> [Source extract]
My lovely wife, Valerie, has been going through containers of “keepsakes” and “treasures” which have been packed away for the last two years, or so. What was supposed to be a library in our house had turned into a “put it there until we figure out where to put it” storage facility.

Within one of the plastic totes full of seemingly random notes, old greeting cards, and priceless “I LOVE YOU” drawings made by our little girls were old sermon outlines. I don’t know why they were there, but I’m glad they were preserved.

One of the outlines is one I preached, but I don’t remember when or where. Honestly, I don’t even remember if it was original or borrowed. Therefore, I won’t take credit (at least not all of it) for what I’m going to share. Just know, whoever developed this outline, he was preaching the truth!


How to Love Sin in Seven Easy Steps

“Abhor that which is evil, cleave to that which is good.” – Romans 12:9

To be clear, the following is an outline showing the progression one can make from that of hating (abhorring) sin, to that of loving it with equal passion.

I. Abhoration

At this stage, even the mention of sin is shocking. One might ask, “How could anyone even do that?” Unfortunately, even though it is a good thing that one abhors (hates; is totally repulsed by it) a particular sin, the danger – the crack in the foundation – is to understand that “God says that is sin; but I don’t know why.”

Folks, if you will remember, Eve took of the fruit when offered because her doctrine was off a bit. In other words, the message she’d been taught (by Adam) was that touching the fruit was deadly. In her mind she knew what God supposedly thought, but she didn’t know the “why.” That’s where legalism begins, and ultimately apostacy.

> [Stored items]
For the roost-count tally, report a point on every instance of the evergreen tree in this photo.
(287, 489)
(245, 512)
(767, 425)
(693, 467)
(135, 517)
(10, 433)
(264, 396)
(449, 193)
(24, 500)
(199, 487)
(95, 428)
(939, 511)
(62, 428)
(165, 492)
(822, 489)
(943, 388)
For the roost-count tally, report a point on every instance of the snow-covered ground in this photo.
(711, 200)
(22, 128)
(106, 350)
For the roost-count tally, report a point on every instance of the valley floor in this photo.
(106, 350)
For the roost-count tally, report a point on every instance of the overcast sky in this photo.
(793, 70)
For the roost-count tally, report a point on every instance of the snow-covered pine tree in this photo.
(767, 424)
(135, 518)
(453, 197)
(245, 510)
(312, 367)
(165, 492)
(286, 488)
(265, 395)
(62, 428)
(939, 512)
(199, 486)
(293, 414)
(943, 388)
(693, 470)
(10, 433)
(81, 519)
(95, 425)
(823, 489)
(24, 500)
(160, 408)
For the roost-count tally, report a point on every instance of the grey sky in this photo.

> [What this exercise asks]
- a) Answer these questions about the sermon outline excerpt:
(i) What had the room intended as a library turned into?
(ii) Which verse is quoted under the outline's title?
(iii) According to the excerpt, who taught Eve that touching the fruit was deadly?
- b) Reproduce the rows starting at the line that contains "pine tree in this photo." and ending at the last of the rows, with both ends included.

> [Answers to the problems]
- a)
(i) A "put it there until we figure out where to put it" storage facility.
(ii) Romans 12:9.
(iii) Adam.

- b)
For the roost-count tally, report a point on every instance of the snow-covered pine tree in this photo.
(767, 424)
(135, 518)
(453, 197)
(245, 510)
(312, 367)
(165, 492)
(286, 488)
(265, 395)
(62, 428)
(939, 512)
(199, 486)
(293, 414)
(943, 388)
(693, 470)
(10, 433)
(81, 519)
(95, 425)
(823, 489)
(24, 500)
(160, 408)
For the roost-count tally, report a point on every instance of the grey sky in this photo.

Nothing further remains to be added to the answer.